## What you will do
Each line from the line holding "point: ski slope" through the last line should be written out exactly, with nothing else and no images.

## Source data
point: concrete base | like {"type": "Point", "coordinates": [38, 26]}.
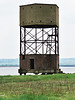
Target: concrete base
{"type": "Point", "coordinates": [40, 63]}
{"type": "Point", "coordinates": [22, 71]}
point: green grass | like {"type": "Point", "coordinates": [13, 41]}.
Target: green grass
{"type": "Point", "coordinates": [38, 87]}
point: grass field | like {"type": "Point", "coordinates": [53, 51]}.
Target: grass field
{"type": "Point", "coordinates": [38, 87]}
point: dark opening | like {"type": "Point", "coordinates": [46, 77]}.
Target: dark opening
{"type": "Point", "coordinates": [23, 57]}
{"type": "Point", "coordinates": [31, 63]}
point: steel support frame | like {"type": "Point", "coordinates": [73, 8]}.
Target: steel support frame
{"type": "Point", "coordinates": [39, 40]}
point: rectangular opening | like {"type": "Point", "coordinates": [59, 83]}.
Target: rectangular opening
{"type": "Point", "coordinates": [23, 57]}
{"type": "Point", "coordinates": [31, 63]}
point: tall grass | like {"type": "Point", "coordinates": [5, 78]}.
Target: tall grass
{"type": "Point", "coordinates": [38, 87]}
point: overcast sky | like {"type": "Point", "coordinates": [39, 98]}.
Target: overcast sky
{"type": "Point", "coordinates": [9, 26]}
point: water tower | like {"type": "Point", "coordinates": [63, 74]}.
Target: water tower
{"type": "Point", "coordinates": [39, 39]}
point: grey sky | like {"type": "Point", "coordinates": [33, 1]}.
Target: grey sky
{"type": "Point", "coordinates": [9, 26]}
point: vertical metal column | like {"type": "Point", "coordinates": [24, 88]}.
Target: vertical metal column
{"type": "Point", "coordinates": [20, 40]}
{"type": "Point", "coordinates": [35, 40]}
{"type": "Point", "coordinates": [24, 41]}
{"type": "Point", "coordinates": [55, 39]}
{"type": "Point", "coordinates": [42, 41]}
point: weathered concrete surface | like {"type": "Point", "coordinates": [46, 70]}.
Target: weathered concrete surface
{"type": "Point", "coordinates": [43, 63]}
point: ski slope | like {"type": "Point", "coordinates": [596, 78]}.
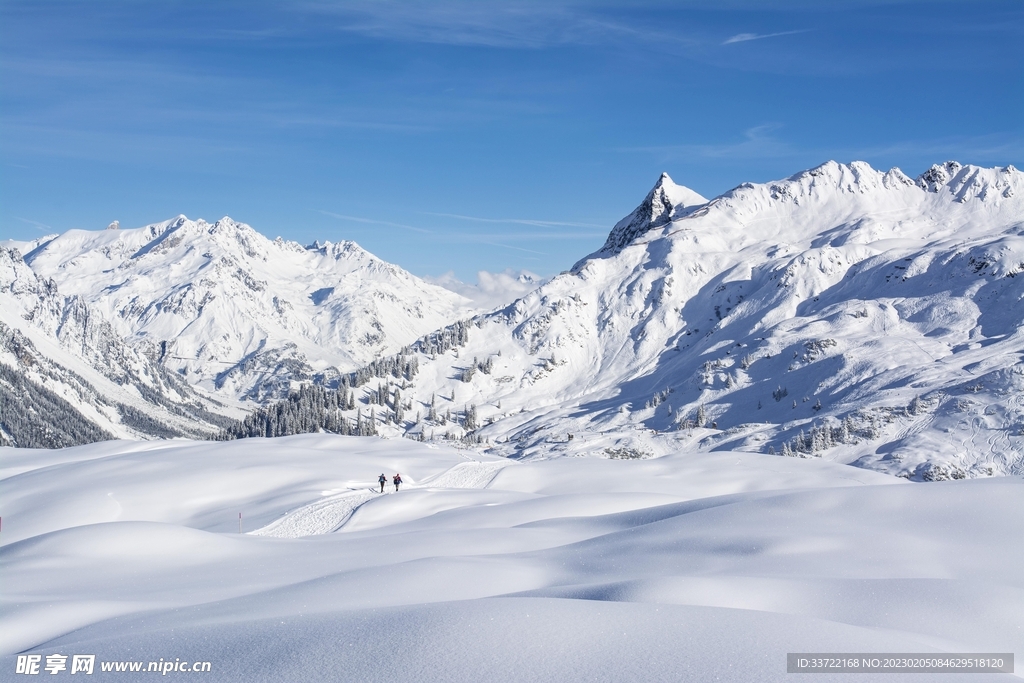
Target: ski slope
{"type": "Point", "coordinates": [687, 566]}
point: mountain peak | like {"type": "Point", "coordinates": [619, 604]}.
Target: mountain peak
{"type": "Point", "coordinates": [664, 203]}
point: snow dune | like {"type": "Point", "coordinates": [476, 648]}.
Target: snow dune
{"type": "Point", "coordinates": [689, 566]}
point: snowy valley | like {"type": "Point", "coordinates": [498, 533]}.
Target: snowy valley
{"type": "Point", "coordinates": [845, 312]}
{"type": "Point", "coordinates": [640, 470]}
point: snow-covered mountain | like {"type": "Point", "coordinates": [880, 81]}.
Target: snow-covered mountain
{"type": "Point", "coordinates": [844, 312]}
{"type": "Point", "coordinates": [67, 377]}
{"type": "Point", "coordinates": [240, 314]}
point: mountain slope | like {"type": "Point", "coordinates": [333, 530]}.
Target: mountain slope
{"type": "Point", "coordinates": [68, 378]}
{"type": "Point", "coordinates": [238, 313]}
{"type": "Point", "coordinates": [843, 312]}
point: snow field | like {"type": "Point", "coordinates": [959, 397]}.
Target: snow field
{"type": "Point", "coordinates": [691, 566]}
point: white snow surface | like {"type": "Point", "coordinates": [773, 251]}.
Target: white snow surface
{"type": "Point", "coordinates": [242, 314]}
{"type": "Point", "coordinates": [691, 566]}
{"type": "Point", "coordinates": [842, 295]}
{"type": "Point", "coordinates": [64, 345]}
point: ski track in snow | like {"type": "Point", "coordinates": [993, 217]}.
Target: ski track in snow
{"type": "Point", "coordinates": [330, 514]}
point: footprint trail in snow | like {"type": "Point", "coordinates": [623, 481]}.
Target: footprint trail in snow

## Solution for this task
point: ski slope | like {"type": "Point", "coordinates": [596, 78]}.
Target: ski slope
{"type": "Point", "coordinates": [687, 566]}
point: mountain peak | like {"type": "Point", "coordinates": [619, 604]}.
Target: mountain peak
{"type": "Point", "coordinates": [664, 203]}
point: snow dune | like {"type": "Point", "coordinates": [476, 648]}.
Target: snow dune
{"type": "Point", "coordinates": [689, 566]}
point: snowy valley | like {"type": "Point", "coordinates": [498, 533]}.
Target: snowy valley
{"type": "Point", "coordinates": [845, 312]}
{"type": "Point", "coordinates": [640, 470]}
point: snow-covered mountain | like {"type": "Point", "coordinates": [880, 81]}.
Target: snow-covered mountain
{"type": "Point", "coordinates": [844, 312]}
{"type": "Point", "coordinates": [67, 377]}
{"type": "Point", "coordinates": [240, 314]}
point: mountain slope | like {"type": "Point", "coordinates": [333, 530]}.
Target: mountain slope
{"type": "Point", "coordinates": [68, 378]}
{"type": "Point", "coordinates": [238, 313]}
{"type": "Point", "coordinates": [843, 312]}
point: snow field | like {"type": "Point", "coordinates": [959, 397]}.
Target: snow field
{"type": "Point", "coordinates": [691, 566]}
point: white snow surface | like {"type": "Point", "coordinates": [773, 251]}.
Target: white snow surface
{"type": "Point", "coordinates": [242, 314]}
{"type": "Point", "coordinates": [691, 566]}
{"type": "Point", "coordinates": [842, 295]}
{"type": "Point", "coordinates": [64, 345]}
point: ski track in snow | like {"type": "Point", "coordinates": [993, 217]}.
Target: ski track in snow
{"type": "Point", "coordinates": [330, 514]}
point: footprint trail in snow | like {"type": "Point", "coordinates": [623, 481]}.
Target: footprint trail in snow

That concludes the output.